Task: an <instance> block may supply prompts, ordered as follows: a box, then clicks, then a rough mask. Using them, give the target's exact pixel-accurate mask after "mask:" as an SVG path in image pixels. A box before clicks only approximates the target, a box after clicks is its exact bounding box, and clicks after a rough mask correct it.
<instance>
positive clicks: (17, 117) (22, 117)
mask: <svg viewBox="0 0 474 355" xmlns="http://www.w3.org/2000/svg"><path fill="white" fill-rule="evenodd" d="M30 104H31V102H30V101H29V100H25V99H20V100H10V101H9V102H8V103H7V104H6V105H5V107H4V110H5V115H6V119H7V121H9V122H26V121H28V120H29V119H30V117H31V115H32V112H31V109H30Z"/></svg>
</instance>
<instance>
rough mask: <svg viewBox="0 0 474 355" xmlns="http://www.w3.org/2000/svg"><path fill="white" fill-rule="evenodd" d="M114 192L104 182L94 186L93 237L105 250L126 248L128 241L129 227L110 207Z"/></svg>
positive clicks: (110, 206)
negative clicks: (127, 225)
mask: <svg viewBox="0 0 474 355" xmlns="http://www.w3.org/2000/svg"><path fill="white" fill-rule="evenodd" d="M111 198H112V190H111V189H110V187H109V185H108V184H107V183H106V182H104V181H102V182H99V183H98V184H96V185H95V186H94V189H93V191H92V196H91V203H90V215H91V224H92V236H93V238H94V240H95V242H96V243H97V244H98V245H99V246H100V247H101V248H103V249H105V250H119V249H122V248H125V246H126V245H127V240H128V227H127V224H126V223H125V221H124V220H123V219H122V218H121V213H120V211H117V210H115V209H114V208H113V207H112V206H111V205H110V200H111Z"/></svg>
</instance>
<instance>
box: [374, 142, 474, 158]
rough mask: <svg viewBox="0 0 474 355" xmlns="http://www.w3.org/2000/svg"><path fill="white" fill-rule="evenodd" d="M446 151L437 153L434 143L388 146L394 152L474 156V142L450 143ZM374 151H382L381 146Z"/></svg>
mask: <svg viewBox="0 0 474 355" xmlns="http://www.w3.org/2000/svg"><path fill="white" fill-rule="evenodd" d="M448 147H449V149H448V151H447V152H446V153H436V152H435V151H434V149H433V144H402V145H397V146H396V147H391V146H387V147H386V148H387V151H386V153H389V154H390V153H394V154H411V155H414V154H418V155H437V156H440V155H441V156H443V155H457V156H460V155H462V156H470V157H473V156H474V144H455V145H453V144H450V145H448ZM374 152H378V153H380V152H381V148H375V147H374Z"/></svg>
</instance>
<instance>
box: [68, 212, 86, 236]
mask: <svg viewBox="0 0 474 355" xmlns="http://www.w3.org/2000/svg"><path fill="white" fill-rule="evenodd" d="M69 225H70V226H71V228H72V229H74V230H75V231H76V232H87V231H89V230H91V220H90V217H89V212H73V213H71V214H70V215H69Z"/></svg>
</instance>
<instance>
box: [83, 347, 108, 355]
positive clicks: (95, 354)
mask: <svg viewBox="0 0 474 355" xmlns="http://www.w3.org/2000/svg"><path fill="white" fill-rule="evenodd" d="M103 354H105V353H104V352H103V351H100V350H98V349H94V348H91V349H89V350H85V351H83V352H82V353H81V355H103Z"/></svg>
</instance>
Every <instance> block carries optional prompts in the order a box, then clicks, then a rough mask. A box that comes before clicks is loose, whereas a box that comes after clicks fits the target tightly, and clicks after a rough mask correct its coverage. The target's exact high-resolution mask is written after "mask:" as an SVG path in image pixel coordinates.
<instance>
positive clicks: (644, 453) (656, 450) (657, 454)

#### [TASK INSTRUCTIONS]
Copy the lines above again, swapping every "positive clicks" for "foreground clicks" and leaving everything else unchanged.

#### [TASK SOLUTION]
Task: an <instance> block may supply prompts, ordered as follows: a box, then clicks, then a rough mask. Using them, give the target's exact pixel-accurate mask after "mask:" as an SVG path in image pixels. A box before clicks only approximates the target, a box after clicks is its exact bounding box, and clicks after a rough mask correct it.
<instance>
foreground clicks: (17, 117) (22, 117)
mask: <svg viewBox="0 0 474 355" xmlns="http://www.w3.org/2000/svg"><path fill="white" fill-rule="evenodd" d="M30 104H31V102H30V101H29V100H25V99H20V100H10V101H9V102H8V103H7V104H6V105H5V107H4V110H5V115H6V119H7V121H9V122H26V121H28V120H29V119H30V117H31V115H32V112H31V109H30Z"/></svg>
</instance>
<instance>
rough mask: <svg viewBox="0 0 474 355" xmlns="http://www.w3.org/2000/svg"><path fill="white" fill-rule="evenodd" d="M114 192L104 182L94 186L93 237L105 250L126 248L128 241L129 227L110 207Z"/></svg>
foreground clicks: (110, 206)
negative clicks: (127, 225)
mask: <svg viewBox="0 0 474 355" xmlns="http://www.w3.org/2000/svg"><path fill="white" fill-rule="evenodd" d="M111 198H112V190H111V189H110V187H109V185H108V184H107V183H106V182H104V181H102V182H99V183H98V184H96V185H95V186H94V189H93V191H92V196H91V203H90V215H91V224H92V236H93V238H94V240H95V242H96V243H97V244H98V245H99V246H100V247H101V248H103V249H105V250H119V249H122V248H125V246H126V245H127V240H128V227H127V224H126V223H125V221H124V220H123V219H122V218H121V213H120V211H117V210H115V209H114V208H113V207H112V206H111V205H110V200H111Z"/></svg>
</instance>
<instance>
box: [374, 142, 474, 158]
rough mask: <svg viewBox="0 0 474 355" xmlns="http://www.w3.org/2000/svg"><path fill="white" fill-rule="evenodd" d="M446 151L437 153L434 143L388 146L394 152L474 156V142L450 143ZM374 151H382L381 146Z"/></svg>
mask: <svg viewBox="0 0 474 355" xmlns="http://www.w3.org/2000/svg"><path fill="white" fill-rule="evenodd" d="M448 147H449V149H448V151H447V152H446V153H436V152H435V151H434V149H433V144H402V145H397V146H396V147H391V146H387V147H386V148H387V151H386V153H389V154H390V153H394V154H411V155H414V154H418V155H437V156H440V155H441V156H443V155H457V156H460V155H462V156H470V157H473V156H474V144H455V145H453V144H450V145H448ZM374 152H378V153H380V152H381V148H375V147H374Z"/></svg>
</instance>
<instance>
box: [68, 212, 86, 236]
mask: <svg viewBox="0 0 474 355" xmlns="http://www.w3.org/2000/svg"><path fill="white" fill-rule="evenodd" d="M69 225H70V226H71V228H72V229H74V230H75V231H76V232H87V231H89V230H91V220H90V217H89V212H73V213H71V214H70V215H69Z"/></svg>
</instance>
<instance>
box: [83, 347, 108, 355]
foreground clicks: (95, 354)
mask: <svg viewBox="0 0 474 355" xmlns="http://www.w3.org/2000/svg"><path fill="white" fill-rule="evenodd" d="M103 354H105V353H104V352H103V351H100V350H98V349H94V348H91V349H89V350H85V351H83V352H82V353H81V355H103Z"/></svg>
</instance>
Every <instance> block carries optional prompts in the order a box, then clicks, then a rough mask. A box that comes before clicks is loose, whereas a box that comes after clicks fits the target tightly, and clicks after a rough mask correct its coverage. The target's exact high-resolution mask is written after "mask:" as an SVG path in image pixel coordinates.
<instance>
foreground clicks: (644, 453) (656, 450) (657, 454)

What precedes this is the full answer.